Work to complete — Exact wording is required for every entry; transcribe all of them and leave the images out.

Supplied data —
· · · · · · ·

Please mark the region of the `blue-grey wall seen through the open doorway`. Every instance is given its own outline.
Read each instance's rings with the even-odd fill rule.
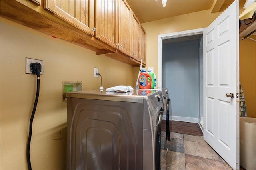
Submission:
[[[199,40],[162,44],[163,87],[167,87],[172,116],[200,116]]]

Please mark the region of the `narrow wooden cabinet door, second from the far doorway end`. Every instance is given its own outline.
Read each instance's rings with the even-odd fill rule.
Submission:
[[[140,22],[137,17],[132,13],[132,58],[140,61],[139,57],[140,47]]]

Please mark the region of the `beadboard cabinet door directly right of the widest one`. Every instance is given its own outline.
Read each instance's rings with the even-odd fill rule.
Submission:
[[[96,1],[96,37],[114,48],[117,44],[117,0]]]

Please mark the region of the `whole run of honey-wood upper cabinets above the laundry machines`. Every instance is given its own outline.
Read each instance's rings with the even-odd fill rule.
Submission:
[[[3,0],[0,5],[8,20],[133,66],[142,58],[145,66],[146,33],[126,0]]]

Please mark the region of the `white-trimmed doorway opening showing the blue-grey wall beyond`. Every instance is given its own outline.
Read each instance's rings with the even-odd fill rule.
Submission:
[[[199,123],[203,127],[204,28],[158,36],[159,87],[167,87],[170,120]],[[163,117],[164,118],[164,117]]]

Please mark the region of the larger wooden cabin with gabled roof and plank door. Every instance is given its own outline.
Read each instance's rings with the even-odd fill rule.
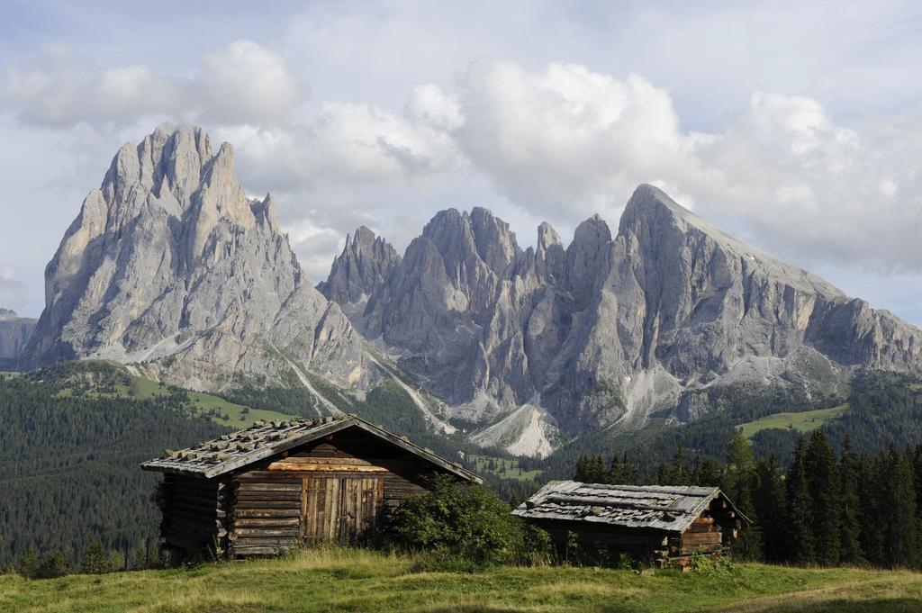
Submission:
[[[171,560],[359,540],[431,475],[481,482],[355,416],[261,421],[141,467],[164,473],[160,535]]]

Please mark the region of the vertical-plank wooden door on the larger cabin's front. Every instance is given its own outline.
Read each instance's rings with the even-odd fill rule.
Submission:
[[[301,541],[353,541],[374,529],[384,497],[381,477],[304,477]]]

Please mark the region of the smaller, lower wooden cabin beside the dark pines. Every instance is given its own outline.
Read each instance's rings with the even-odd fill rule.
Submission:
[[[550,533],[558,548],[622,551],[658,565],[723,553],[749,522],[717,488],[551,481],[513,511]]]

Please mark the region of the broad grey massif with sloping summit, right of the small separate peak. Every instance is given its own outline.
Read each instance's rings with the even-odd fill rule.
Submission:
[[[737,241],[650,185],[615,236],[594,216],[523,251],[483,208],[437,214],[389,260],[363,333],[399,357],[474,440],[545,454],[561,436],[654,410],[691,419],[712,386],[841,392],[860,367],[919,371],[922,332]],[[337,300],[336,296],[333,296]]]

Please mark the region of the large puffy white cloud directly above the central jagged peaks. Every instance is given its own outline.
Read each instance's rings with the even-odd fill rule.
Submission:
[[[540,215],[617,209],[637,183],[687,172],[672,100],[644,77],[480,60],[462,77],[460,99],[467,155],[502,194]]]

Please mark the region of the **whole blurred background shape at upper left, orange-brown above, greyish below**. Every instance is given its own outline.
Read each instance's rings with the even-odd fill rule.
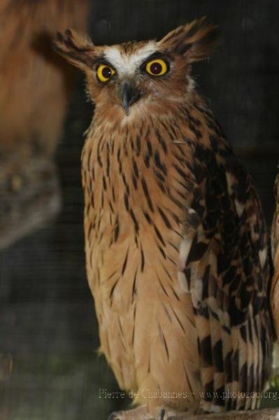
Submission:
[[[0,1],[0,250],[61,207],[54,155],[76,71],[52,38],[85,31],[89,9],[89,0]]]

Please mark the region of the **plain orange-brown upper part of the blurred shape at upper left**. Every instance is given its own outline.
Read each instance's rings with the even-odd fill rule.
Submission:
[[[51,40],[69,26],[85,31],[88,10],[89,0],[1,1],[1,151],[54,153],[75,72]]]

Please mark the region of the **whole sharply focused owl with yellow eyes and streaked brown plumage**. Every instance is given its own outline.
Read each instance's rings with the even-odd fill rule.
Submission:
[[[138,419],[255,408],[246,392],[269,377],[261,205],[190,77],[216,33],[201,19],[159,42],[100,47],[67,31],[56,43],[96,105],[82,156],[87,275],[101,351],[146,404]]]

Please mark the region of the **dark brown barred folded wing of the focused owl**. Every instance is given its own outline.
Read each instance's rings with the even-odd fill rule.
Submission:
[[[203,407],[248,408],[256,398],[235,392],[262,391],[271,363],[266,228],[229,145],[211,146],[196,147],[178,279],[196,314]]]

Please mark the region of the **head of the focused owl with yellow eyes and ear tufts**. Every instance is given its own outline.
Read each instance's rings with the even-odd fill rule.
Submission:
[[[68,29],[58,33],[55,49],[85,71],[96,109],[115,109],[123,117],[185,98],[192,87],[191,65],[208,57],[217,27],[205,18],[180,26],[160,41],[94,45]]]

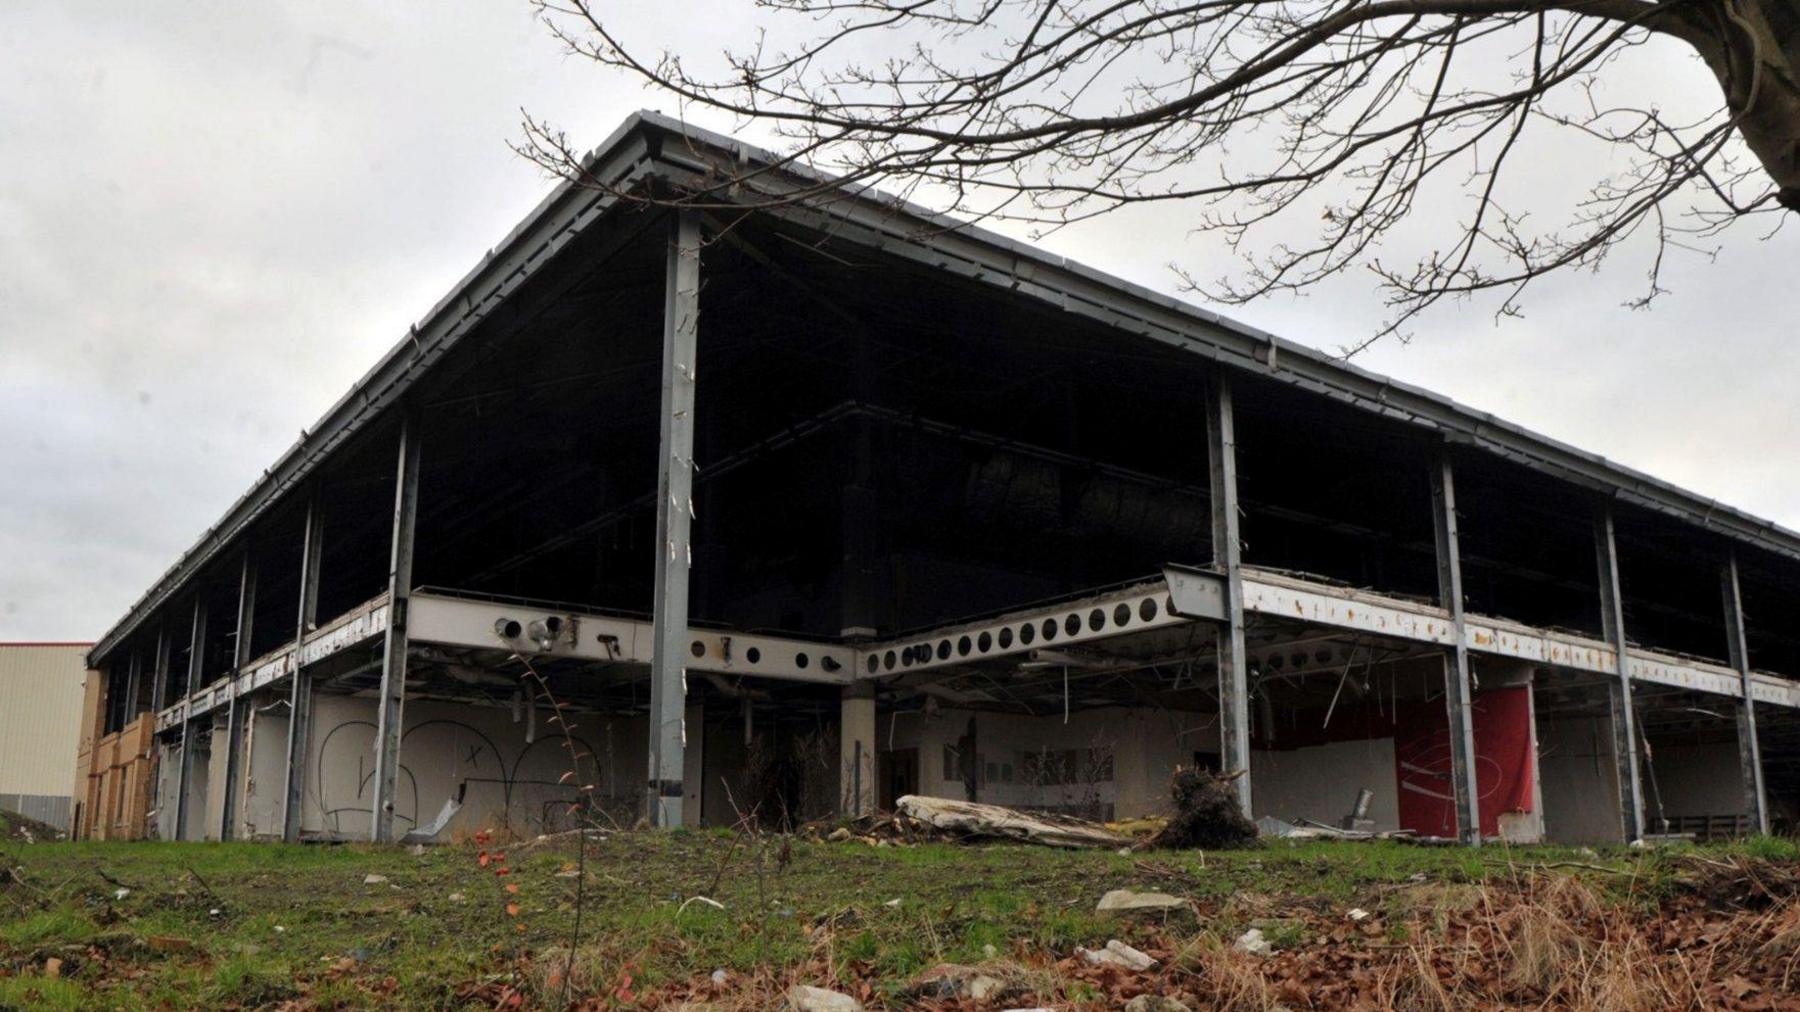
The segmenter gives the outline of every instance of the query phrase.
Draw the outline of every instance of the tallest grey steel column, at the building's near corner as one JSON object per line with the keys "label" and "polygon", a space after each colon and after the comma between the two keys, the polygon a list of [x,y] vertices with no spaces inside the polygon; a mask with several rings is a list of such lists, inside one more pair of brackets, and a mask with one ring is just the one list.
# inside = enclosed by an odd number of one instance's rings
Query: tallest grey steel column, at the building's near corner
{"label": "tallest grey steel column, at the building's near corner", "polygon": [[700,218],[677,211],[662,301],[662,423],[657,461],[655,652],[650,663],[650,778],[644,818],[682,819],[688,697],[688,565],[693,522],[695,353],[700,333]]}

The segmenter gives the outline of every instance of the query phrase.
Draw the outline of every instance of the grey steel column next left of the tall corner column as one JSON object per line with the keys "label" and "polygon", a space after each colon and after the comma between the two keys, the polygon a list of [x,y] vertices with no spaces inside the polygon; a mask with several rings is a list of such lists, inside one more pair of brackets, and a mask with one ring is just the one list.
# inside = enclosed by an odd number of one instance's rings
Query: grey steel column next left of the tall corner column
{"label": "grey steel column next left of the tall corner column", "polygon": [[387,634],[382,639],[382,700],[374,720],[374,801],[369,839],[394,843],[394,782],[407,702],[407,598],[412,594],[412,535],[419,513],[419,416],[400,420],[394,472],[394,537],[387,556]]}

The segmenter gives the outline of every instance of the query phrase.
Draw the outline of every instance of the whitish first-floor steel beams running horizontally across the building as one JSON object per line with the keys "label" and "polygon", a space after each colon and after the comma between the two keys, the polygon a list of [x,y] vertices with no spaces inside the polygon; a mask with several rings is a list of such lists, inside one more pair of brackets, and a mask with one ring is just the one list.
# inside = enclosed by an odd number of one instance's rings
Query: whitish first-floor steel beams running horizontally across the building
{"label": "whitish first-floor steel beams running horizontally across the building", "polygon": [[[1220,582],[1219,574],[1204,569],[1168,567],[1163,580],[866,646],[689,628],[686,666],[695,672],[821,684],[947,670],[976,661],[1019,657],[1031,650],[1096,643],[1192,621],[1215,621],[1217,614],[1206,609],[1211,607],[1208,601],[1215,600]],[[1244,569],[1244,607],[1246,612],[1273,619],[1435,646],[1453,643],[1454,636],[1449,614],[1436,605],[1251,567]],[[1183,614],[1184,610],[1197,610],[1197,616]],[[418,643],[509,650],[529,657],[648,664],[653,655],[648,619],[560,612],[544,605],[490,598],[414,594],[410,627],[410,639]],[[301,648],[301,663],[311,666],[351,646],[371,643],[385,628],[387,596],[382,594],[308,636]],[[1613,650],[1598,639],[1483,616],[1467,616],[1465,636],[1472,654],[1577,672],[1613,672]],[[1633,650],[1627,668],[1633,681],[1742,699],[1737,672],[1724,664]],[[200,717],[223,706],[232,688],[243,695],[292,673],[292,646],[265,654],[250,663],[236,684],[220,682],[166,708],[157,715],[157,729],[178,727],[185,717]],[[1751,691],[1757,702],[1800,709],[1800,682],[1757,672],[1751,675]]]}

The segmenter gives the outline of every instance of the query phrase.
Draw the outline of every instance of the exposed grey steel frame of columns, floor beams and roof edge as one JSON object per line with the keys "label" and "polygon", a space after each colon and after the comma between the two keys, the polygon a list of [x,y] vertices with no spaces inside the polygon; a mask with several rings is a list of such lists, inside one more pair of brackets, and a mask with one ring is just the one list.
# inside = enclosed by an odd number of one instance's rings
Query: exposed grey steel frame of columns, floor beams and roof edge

· · · · · · ·

Output of the exercise —
Please mark the region of the `blue-grey wall seen through the open doorway`. Every instance is given its own outline.
Read each instance's rings with the even-odd fill rule.
Submission:
[[[199,40],[162,44],[163,87],[167,87],[172,116],[200,116]]]

Please mark the region of the `narrow wooden cabinet door, second from the far doorway end`. Every instance is given its own outline.
Read each instance's rings with the even-odd fill rule.
Submission:
[[[140,22],[137,17],[132,13],[132,58],[140,61],[139,57],[140,47]]]

Please mark the region of the `beadboard cabinet door directly right of the widest one`. Every instance is given its own outline.
Read each instance's rings with the even-odd fill rule.
Submission:
[[[96,1],[96,37],[114,48],[117,44],[117,0]]]

Please mark the region of the `whole run of honey-wood upper cabinets above the laundry machines`. Every instance is given its own outline.
Read each instance's rings with the even-odd fill rule.
Submission:
[[[3,0],[0,5],[8,20],[133,66],[142,58],[145,66],[146,33],[126,0]]]

Please mark the region of the `white-trimmed doorway opening showing the blue-grey wall beyond`. Every instance is given its own outline.
Read each instance's rings with the even-odd fill rule.
Submission:
[[[199,123],[203,127],[204,28],[158,36],[159,87],[167,87],[170,120]],[[163,117],[164,118],[164,117]]]

Please mark the region of the larger wooden cabin with gabled roof and plank door. Every instance is given its own outline.
Read each instance's rings with the even-odd fill rule.
Submission:
[[[171,560],[359,540],[431,475],[481,482],[355,416],[261,421],[141,467],[164,473],[160,535]]]

Please mark the region of the vertical-plank wooden door on the larger cabin's front. Every instance is given its own outline.
Read each instance's rings with the even-odd fill rule.
Submission:
[[[301,541],[353,541],[374,529],[384,497],[381,477],[304,477]]]

Please mark the region of the smaller, lower wooden cabin beside the dark pines. Every instance is given its own outline.
Read each instance's rings with the even-odd fill rule.
Submission:
[[[550,533],[558,548],[622,551],[658,565],[723,553],[749,522],[717,488],[551,481],[513,511]]]

Please mark the region of the broad grey massif with sloping summit, right of the small separate peak. Every instance is given its own outline.
Read each instance's rings with the even-odd fill rule.
Submission:
[[[737,241],[650,185],[615,236],[594,216],[523,251],[483,208],[437,214],[389,260],[363,333],[399,357],[474,440],[545,454],[561,436],[654,410],[691,419],[712,386],[841,392],[860,367],[919,371],[922,332]],[[337,300],[336,296],[333,296]]]

Please mark the region of the large puffy white cloud directly above the central jagged peaks. Every instance is given its own outline.
Read each instance's rings with the even-odd fill rule.
Submission:
[[[540,215],[617,209],[637,183],[687,172],[672,100],[644,77],[480,60],[462,77],[460,99],[467,155],[502,194]]]

Please mark the region of the **whole blurred background shape at upper left, orange-brown above, greyish below**. Every instance is given its own outline.
Read each instance's rings with the even-odd fill rule.
Submission:
[[[0,1],[0,250],[61,207],[54,155],[76,71],[52,38],[85,31],[89,9],[89,0]]]

Please mark the region of the **plain orange-brown upper part of the blurred shape at upper left**. Every instance is given its own outline.
Read each instance's rings with the even-odd fill rule.
Submission:
[[[51,40],[69,26],[85,31],[88,10],[89,0],[1,1],[1,151],[54,153],[75,72]]]

Please mark the region of the **whole sharply focused owl with yellow eyes and streaked brown plumage**. Every instance is given its own outline.
Read each instance's rings with the even-odd fill rule.
Submission:
[[[138,419],[255,408],[246,392],[269,377],[261,205],[190,77],[216,33],[201,19],[159,42],[100,47],[67,31],[56,43],[96,105],[82,156],[87,275],[101,351],[146,404]]]

Please mark the region of the **dark brown barred folded wing of the focused owl**. Every instance is given its own outline.
Read each instance's rings with the even-odd fill rule.
Submission:
[[[203,407],[248,408],[256,398],[235,392],[262,391],[271,363],[266,228],[229,145],[211,146],[196,147],[178,279],[196,314]]]

Please mark the region of the **head of the focused owl with yellow eyes and ear tufts**. Every instance is given its own outline.
Read each instance's rings with the even-odd fill rule.
Submission:
[[[68,29],[58,33],[55,49],[85,71],[96,109],[115,109],[123,117],[185,98],[192,87],[191,65],[208,57],[217,27],[205,18],[180,26],[160,41],[94,45]]]

The segmenter gives the outline of every instance of the query phrase.
Draw the outline of every instance of the tallest grey steel column, at the building's near corner as one JSON object per line with the keys "label" and "polygon", a space after each colon and after the comma between the two keys, the polygon a list of [x,y] vertices with no spaces inside the polygon; a mask with several rings is a list of such lists, inside one more pair of brackets, and a mask with one ring is just the one list.
# inside = enclosed by an odd number of one instance's rings
Query: tallest grey steel column, at the building's near corner
{"label": "tallest grey steel column, at the building's near corner", "polygon": [[700,218],[677,211],[662,301],[662,423],[657,461],[655,652],[650,663],[650,778],[644,818],[682,819],[688,697],[688,565],[693,522],[695,353],[700,333]]}

The segmenter gives the outline of every instance of the query phrase.
Draw the outline of every instance of the grey steel column next left of the tall corner column as one JSON object per line with the keys "label" and "polygon", a space after each colon and after the comma between the two keys, the polygon a list of [x,y] vertices with no spaces inside the polygon; a mask with several rings is a list of such lists, inside one more pair of brackets, and a mask with one ring is just the one list.
# inside = enclosed by an odd number of one instance's rings
Query: grey steel column next left of the tall corner column
{"label": "grey steel column next left of the tall corner column", "polygon": [[387,634],[382,639],[382,700],[374,720],[374,801],[369,839],[394,843],[394,782],[407,702],[407,598],[412,594],[412,535],[419,513],[419,416],[400,420],[394,472],[394,537],[387,556]]}

The segmenter gives the outline of every instance of the query phrase.
Draw the outline of every instance of the whitish first-floor steel beams running horizontally across the building as one JSON object per line with the keys "label" and "polygon", a space after each colon and after the comma between the two keys, the polygon a list of [x,y] vertices with no spaces inside the polygon; a mask with several rings is a list of such lists, inside one more pair of brackets, and a mask with one ring is just the one list.
# inside = enclosed by an odd number of one instance's rings
Query: whitish first-floor steel beams running horizontally across the building
{"label": "whitish first-floor steel beams running horizontally across the building", "polygon": [[[1220,582],[1219,574],[1204,569],[1168,567],[1163,580],[866,646],[689,628],[686,666],[695,672],[821,684],[947,670],[976,661],[1019,657],[1031,650],[1096,643],[1192,621],[1215,621],[1217,614],[1206,609],[1211,607],[1208,601],[1215,600]],[[1244,569],[1244,607],[1246,612],[1273,619],[1435,646],[1453,643],[1454,636],[1449,614],[1436,605],[1251,567]],[[1183,614],[1184,610],[1197,610],[1197,616]],[[418,643],[509,650],[529,657],[648,664],[653,655],[648,619],[560,612],[544,605],[490,598],[414,594],[410,627],[410,639]],[[301,648],[301,663],[311,666],[351,646],[371,643],[385,628],[387,596],[382,594],[308,636]],[[1613,650],[1598,639],[1483,616],[1467,616],[1465,636],[1472,654],[1577,672],[1613,672]],[[1633,650],[1627,668],[1633,681],[1742,699],[1737,672],[1724,664]],[[200,717],[223,706],[232,688],[243,695],[292,673],[292,646],[265,654],[250,663],[236,684],[220,682],[166,708],[157,715],[157,729],[178,727],[185,717]],[[1751,691],[1757,702],[1800,709],[1800,682],[1757,672],[1751,675]]]}

The segmenter gives the outline of every instance of the query phrase.
Draw the outline of every instance of the exposed grey steel frame of columns, floor beams and roof edge as one JSON object per line with the keys "label" and "polygon", a space after each colon and after the comma between the two keys, the polygon a list of [x,y] vertices with no spaces inside the polygon; a mask with several rings is a list of such lists, inside one more pair of brackets, and a mask with one ring is just the one list.
# inside = enclosed by an odd number of one instance's rings
Query: exposed grey steel frame of columns, floor beams and roof edge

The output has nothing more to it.